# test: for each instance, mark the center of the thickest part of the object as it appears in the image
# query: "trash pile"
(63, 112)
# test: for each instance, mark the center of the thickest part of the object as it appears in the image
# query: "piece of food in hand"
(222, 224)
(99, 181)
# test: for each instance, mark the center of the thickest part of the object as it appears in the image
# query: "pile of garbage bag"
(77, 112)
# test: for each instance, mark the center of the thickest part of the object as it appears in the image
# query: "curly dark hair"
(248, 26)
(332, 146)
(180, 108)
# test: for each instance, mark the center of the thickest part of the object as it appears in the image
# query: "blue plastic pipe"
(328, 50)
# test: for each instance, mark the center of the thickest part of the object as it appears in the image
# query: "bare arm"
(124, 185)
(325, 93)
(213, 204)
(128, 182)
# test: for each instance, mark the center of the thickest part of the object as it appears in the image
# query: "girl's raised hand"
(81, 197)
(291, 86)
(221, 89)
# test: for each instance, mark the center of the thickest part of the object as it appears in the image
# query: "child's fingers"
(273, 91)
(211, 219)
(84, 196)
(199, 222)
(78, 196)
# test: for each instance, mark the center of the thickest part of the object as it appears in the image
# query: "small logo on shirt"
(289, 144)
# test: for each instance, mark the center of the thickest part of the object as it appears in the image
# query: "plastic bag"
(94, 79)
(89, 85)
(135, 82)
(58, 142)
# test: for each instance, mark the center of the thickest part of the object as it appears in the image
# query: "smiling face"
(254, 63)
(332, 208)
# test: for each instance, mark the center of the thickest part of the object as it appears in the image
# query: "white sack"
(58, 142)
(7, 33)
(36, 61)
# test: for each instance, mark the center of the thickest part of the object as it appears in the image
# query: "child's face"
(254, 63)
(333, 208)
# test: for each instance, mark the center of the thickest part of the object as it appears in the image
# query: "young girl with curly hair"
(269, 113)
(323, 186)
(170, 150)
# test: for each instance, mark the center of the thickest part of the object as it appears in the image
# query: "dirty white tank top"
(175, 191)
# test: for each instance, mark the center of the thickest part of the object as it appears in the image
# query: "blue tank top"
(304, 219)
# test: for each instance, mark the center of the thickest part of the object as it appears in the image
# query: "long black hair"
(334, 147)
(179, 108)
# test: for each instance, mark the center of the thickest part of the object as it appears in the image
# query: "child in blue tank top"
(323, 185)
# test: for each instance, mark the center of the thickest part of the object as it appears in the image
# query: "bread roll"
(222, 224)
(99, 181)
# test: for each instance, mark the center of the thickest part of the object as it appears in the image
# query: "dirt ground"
════════════════════
## PROBLEM:
Return every line of the entries above that contains the string "white", matching case exactly.

## SOLUTION FOR THIS PROBLEM:
# query: "white sack"
# query: "dirty white tank top"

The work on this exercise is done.